** Goal **
Rewrite the lines below with "square window" changed to "arched window", leaving everything else as it is.

** Data shown **
>>>>

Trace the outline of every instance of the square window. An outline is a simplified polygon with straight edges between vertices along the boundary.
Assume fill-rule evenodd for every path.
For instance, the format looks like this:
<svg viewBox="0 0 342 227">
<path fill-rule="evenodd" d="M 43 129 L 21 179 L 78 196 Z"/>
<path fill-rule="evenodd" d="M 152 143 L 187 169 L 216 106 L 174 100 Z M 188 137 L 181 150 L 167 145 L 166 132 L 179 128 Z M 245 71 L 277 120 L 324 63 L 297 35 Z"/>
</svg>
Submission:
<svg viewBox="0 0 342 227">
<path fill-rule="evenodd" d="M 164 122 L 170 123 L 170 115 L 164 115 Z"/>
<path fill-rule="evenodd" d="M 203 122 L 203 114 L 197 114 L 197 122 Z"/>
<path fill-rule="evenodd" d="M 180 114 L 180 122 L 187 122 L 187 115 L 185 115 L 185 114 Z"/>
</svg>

<<<<

** Worked answer **
Trace the outline of every instance of the arched window. An outline is a simplified polygon with straight edges between vertices along the boundary.
Assume fill-rule evenodd for every path.
For instance, the format looks like this:
<svg viewBox="0 0 342 227">
<path fill-rule="evenodd" d="M 43 129 L 21 179 L 78 196 Z"/>
<path fill-rule="evenodd" d="M 152 143 L 187 169 L 216 106 L 174 100 Z M 188 137 L 181 150 L 167 145 L 166 132 L 179 128 Z M 245 71 L 277 120 L 324 63 L 297 35 Z"/>
</svg>
Submission:
<svg viewBox="0 0 342 227">
<path fill-rule="evenodd" d="M 164 122 L 170 123 L 170 115 L 164 115 Z"/>
<path fill-rule="evenodd" d="M 203 122 L 203 114 L 197 114 L 197 122 Z"/>
<path fill-rule="evenodd" d="M 180 114 L 180 122 L 187 122 L 187 115 L 185 115 L 185 114 Z"/>
</svg>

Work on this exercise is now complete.